DURBAN – Africa Code Week 2018 received a significant boost with the announcement of key partner Google's support of 53 non-profit organisations across 11 countries. 

This is the third consecutive year that Google is making micro-grants available to organisations involved in implementing Africa Code Week's vision to instil 21st century skills among Africa's youth. In 2016 and 2017, the 90 Google enabled organisations across 10 countries to expose more than 100 000 youth to computer science and coding.

According to Sunil Geness, Project Lead for Africa Code Week, the two tech giants SAP and Google have taken their partnership beyond global technological collaboration and joined forces to further intensify the reach of the Africa Code Week programme.

Geness said, "Equipping Africa's large youthful workforce with digital skills is vital to ensuring the continent's future success and its ability to achieve the ambitions of the UN Sustainable Development Goals. Google's immense support will this year alone empower 2 200 teachers who will inspire an estimated 80 000 students through computer science and coding workshops during Africa Code Week 2018.

Africa Code Week which was launched in 2015 had a goal of impacting the lives of 2 million youth by 2020. To date, over 1.8 million youth across 35 African countries have been introduced to 21st-century digital skills. Africa Code Week also aims to empower 70 000 teachers across the continent with key skills and teaching materials to help bridge the digital and gender skills gap in Africa.

Mzamo Masito the Chief Marketing Officer of Google for sub-Saharan Africa said, "Africa Code Week's focus on instilling skills and building local digital skills and teaching capacity is superbly aligned to own commitment in preparing 10 million people in Africa for tomorrow's workplace".

For the 2018 Africa Code Week, the 2017 Google micro-grant recipients will host a series of community workshops with the goal of empowering youth and teachers to create sustainable local skills development capacity. Organisations that will receive support from Google this year are from African countries like Botswana, Ghana, Kenya, Lesotho, Nigeria, South Africa and Uganda.

The Siyafunda Community Technology Centre in South Africa, which aims to equip 1000 teachers with digital skills was one of many organisations that received support from Google in the form of a micro-grant. 

"All of this year's grant recipients focus on establishing communities of practice to support youth as they prepare for a future where digital and STEM skills are paramount," said Geness. 

Genness added that with Google's support, Africa Code Week is playing an invaluable role in developing sustainable local digital skills capacity that will empower a new generation of African worker with the knowledge and inspiration they need to succeed. 

Africa Code Week will take place throughout the course of October and will provide learners from 8-17 years of age the opportunity to program their own animations. Older learners aged 18-24 will be provided with a basic understanding of website architecture, teaching them how to develop a fully operational and mobile-friendly website.

• _Work instruction A_: Print the stretch of the Africa Code Week article from "For the 2018" through "of a micro-grant.".
• _Work instruction B_: In the Africa Code Week article, what year was Africa Code Week launched?

• _Recorded data_:
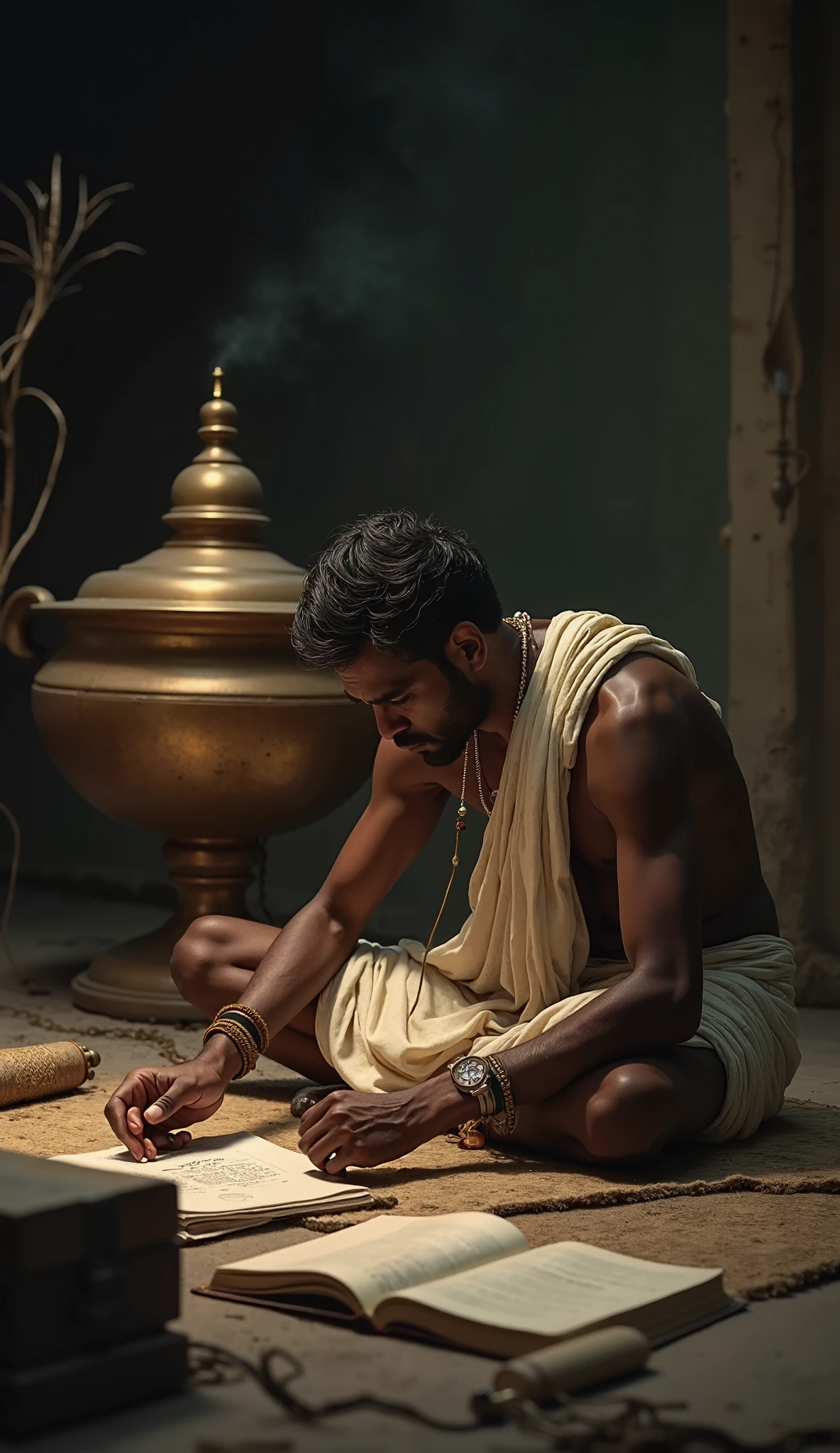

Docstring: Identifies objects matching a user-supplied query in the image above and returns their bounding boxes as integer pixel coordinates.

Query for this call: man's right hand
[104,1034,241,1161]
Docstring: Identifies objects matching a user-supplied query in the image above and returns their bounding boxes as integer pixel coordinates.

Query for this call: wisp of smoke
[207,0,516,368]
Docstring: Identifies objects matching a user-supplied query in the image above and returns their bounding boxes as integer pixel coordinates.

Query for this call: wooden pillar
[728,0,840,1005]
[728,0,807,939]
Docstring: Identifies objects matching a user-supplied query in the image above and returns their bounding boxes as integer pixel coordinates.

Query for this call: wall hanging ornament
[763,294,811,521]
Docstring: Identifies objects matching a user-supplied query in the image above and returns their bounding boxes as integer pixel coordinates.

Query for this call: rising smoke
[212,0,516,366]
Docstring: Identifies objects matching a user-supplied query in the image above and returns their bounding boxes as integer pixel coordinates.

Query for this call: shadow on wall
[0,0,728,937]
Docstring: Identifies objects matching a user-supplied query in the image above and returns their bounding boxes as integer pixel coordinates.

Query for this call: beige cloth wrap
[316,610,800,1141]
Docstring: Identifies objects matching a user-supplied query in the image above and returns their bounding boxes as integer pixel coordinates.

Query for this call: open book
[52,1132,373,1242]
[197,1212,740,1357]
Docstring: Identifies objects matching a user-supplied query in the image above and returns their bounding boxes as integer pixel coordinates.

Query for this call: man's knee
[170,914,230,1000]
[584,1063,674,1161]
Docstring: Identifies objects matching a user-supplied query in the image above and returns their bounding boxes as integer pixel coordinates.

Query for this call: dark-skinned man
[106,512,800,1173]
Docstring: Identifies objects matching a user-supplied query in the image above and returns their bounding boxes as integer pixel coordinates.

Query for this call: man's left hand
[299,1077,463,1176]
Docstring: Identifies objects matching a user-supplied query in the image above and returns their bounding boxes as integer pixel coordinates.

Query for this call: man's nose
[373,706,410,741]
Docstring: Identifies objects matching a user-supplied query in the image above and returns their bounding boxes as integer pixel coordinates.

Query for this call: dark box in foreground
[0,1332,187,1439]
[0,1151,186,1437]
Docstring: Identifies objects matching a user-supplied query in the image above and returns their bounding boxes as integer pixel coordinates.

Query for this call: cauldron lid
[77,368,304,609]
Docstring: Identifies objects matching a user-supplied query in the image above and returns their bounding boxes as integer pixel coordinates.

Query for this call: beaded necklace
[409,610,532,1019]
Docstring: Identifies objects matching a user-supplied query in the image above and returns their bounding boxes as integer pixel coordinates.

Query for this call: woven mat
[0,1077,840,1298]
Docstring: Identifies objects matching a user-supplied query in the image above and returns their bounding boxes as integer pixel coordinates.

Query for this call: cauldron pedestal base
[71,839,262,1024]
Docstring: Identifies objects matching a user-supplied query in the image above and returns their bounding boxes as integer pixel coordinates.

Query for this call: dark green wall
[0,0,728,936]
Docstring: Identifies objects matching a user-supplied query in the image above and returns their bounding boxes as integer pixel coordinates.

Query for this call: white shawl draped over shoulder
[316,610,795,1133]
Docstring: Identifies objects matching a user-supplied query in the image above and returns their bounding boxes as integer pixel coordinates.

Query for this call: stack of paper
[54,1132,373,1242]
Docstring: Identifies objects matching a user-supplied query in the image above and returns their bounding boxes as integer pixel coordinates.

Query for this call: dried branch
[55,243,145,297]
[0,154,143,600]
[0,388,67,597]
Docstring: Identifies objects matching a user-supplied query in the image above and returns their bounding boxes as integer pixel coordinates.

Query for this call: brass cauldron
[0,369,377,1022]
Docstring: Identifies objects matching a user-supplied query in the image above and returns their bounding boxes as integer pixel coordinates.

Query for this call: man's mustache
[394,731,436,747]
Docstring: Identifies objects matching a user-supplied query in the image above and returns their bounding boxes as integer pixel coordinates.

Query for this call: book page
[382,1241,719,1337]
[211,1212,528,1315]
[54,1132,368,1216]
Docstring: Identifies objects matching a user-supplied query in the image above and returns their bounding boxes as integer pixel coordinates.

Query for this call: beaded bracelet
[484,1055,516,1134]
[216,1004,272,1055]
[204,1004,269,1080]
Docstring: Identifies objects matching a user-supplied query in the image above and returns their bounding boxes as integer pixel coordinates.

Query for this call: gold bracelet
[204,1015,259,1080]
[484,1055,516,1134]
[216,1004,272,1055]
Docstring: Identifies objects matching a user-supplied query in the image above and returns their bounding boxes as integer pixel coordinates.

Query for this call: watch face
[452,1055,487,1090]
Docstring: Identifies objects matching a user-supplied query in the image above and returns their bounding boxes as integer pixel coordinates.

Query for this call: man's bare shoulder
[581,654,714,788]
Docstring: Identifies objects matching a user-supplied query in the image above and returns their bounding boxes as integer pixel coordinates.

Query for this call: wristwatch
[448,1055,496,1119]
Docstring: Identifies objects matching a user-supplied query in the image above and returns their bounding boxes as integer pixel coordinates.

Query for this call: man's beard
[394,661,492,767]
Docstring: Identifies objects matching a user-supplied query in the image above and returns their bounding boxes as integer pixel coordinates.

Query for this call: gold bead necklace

• _Written solution A_:
For the 2018 Africa Code Week, the 2017 Google micro-grant recipients will host a series of community workshops with the goal of empowering youth and teachers to create sustainable local skills development capacity. Organisations that will receive support from Google this year are from African countries like Botswana, Ghana, Kenya, Lesotho, Nigeria, South Africa and Uganda.

The Siyafunda Community Technology Centre in South Africa, which aims to equip 1000 teachers with digital skills was one of many organisations that received support from Google in the form of a micro-grant.

• _Written solution B_: 2015